++++ Text
There have also been revelations, during the presidency, that the Portuguese government overstated the qualifications of its (unsuccessful) nominee for Portugal’s seat at the new European Public Prosecutor’s Office (EPPO).
The controversial appointment by the Portuguese government of Magistrate José Guerra to the post was branded “worrying” by the European Ombudsman Emily O’Reilly.
Portuguese Justice Minister Francisca Van Dunem found herself at the centre of controversy after her government presented false data on the government’s preferred magistrate.
On a more positive note the European Commission recently gave a positive assessment to Portugal’s €16.6 billion recovery and resilience plan, consisting of €13.9 billion in grants and €2.7 billion in loans. The financing provided by the Recovery and Resilience Facility – at the heart of NextGenerationEU – will support the implementation by 2026 of crucial investment and reform measures put forward by Portugal to emerge stronger from the COVID-19 pandemic.
++++++++
++++ Data under study
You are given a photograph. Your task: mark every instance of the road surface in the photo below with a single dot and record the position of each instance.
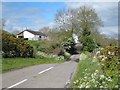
(41, 76)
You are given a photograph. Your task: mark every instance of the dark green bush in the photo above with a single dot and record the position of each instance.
(110, 60)
(88, 43)
(15, 47)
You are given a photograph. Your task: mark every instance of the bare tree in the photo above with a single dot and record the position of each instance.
(78, 20)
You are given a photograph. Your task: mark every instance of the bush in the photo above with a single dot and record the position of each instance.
(15, 47)
(88, 43)
(110, 60)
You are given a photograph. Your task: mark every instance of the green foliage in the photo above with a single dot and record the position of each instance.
(90, 74)
(69, 46)
(46, 46)
(110, 61)
(88, 43)
(14, 47)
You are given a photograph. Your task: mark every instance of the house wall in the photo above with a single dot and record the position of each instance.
(29, 35)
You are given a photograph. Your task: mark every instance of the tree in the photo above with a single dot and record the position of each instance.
(15, 47)
(83, 21)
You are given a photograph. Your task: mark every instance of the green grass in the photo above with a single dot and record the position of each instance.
(9, 64)
(85, 66)
(90, 75)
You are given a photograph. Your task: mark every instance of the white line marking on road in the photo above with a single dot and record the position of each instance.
(18, 83)
(45, 70)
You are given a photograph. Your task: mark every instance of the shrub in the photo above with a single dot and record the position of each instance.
(110, 60)
(15, 47)
(88, 43)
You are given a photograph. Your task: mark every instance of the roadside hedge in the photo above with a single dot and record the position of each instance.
(15, 47)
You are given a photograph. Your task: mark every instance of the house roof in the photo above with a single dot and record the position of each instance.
(33, 32)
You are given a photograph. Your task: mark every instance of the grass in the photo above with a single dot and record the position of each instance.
(9, 64)
(90, 75)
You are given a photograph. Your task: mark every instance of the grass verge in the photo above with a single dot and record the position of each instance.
(9, 64)
(90, 75)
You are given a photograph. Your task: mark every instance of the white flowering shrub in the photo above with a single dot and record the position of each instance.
(91, 75)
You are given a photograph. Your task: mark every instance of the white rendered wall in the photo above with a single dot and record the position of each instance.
(28, 35)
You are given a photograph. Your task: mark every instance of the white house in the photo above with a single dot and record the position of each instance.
(32, 35)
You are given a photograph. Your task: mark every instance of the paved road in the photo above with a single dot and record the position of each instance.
(40, 76)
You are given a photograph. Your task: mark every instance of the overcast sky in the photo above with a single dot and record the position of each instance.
(35, 15)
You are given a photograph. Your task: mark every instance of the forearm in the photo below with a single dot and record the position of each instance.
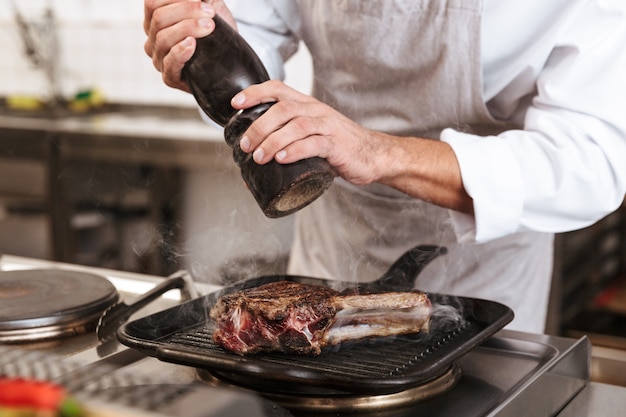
(425, 169)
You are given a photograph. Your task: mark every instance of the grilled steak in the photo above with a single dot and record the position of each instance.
(298, 318)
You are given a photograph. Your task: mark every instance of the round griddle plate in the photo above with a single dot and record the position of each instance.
(47, 298)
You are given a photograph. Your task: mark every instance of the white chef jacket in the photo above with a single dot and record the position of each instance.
(556, 67)
(540, 73)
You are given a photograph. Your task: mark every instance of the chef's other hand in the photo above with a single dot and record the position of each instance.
(172, 27)
(299, 126)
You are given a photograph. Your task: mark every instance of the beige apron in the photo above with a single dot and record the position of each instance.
(410, 68)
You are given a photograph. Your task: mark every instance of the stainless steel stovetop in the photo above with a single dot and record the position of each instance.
(512, 374)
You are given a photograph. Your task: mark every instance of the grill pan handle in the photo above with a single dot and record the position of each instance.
(402, 274)
(119, 313)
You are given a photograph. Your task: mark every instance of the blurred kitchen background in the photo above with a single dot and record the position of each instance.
(101, 164)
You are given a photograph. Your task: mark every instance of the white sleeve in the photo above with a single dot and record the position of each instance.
(265, 29)
(567, 168)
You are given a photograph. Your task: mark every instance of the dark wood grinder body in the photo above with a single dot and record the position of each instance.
(223, 65)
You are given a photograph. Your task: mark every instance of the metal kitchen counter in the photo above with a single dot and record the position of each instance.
(165, 141)
(597, 400)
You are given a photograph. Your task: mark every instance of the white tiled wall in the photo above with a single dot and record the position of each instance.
(100, 46)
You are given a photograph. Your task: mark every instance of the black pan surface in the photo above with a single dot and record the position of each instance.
(183, 335)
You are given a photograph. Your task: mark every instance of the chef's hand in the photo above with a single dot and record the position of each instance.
(172, 27)
(299, 126)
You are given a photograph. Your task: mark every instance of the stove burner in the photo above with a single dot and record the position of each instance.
(43, 304)
(319, 401)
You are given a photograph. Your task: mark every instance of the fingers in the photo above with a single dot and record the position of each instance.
(294, 128)
(172, 27)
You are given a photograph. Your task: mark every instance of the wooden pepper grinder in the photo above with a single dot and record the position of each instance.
(223, 65)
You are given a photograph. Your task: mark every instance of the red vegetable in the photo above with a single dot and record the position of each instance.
(21, 392)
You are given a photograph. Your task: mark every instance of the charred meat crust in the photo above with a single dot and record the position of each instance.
(303, 319)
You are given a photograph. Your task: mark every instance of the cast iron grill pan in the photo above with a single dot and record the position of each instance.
(183, 335)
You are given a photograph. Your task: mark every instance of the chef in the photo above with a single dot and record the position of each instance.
(485, 126)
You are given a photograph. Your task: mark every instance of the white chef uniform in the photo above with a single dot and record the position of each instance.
(416, 68)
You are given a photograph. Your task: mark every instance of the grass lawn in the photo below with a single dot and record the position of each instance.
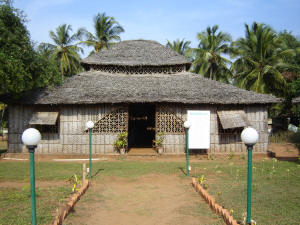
(275, 188)
(15, 203)
(276, 185)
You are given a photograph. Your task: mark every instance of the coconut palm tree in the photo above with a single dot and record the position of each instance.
(179, 46)
(63, 50)
(260, 60)
(209, 60)
(107, 30)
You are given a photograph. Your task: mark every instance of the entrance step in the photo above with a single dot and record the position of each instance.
(142, 152)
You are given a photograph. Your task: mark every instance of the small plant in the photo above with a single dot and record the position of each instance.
(121, 143)
(201, 181)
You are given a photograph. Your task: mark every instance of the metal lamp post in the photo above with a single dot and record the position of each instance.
(187, 125)
(249, 136)
(89, 125)
(31, 137)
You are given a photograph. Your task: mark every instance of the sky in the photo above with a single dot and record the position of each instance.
(161, 20)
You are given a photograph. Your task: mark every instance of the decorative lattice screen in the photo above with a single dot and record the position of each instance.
++++++++
[Things to do]
**A.** Name each person mentioned in the passage on Portugal.
**B.** Extend the passage on Portugal by writing what follows its final sentence.
The records were drawn from a separate source.

[Answers for this exercise]
**A.** José Guerra, Emily O'Reilly, Francisca Van Dunem

**B.**
But, even here, some question if the control systems put in place by Portugal are considered sufficiently adequate to protect the financial interests of the Union. Critics have urged the EU to provide sufficient details on how the Portuguese national authorities will prevent, detect and correct instances of conflict of interest, corruption and fraud relating to the use of funds in the country.
Yet more controversy during the presidency came when Portuguese PM António Costa reportedly criticised the proposal to have a mechanism linking EU funding with upholding the rule of law, a huge issue for the EU and discussed as recently as last week by the European parliament.
Elsewhere, in a report on Portugal published recently, the Council of Europe’s anti-torture committee (CPT) once again urged the Portuguese authorities to take determined action to prevent police ill-treatment and ensure that cases of alleged ill-treatment are investigated effectively.
The council said localised overcrowding in prisons such as Caxias, Porto and Setúbal remains a serious problem which severely affects living conditions, the regime, staff-inmate relations and good order. Vulnerable persons detained in these three prisons were held in very poor conditions with less than 3m² of living space each and confined to their cells for up to 23 hours a day.
In the course of the visit, the CPT’s delegation received a considerable number of credible allegations of ill-treatment by police officers. The alleged ill-treatment consisted primarily of slaps, punches and kicks to the body and head as well as beatings with batons and took place at the time of apprehension, as well as during time spent in a police station.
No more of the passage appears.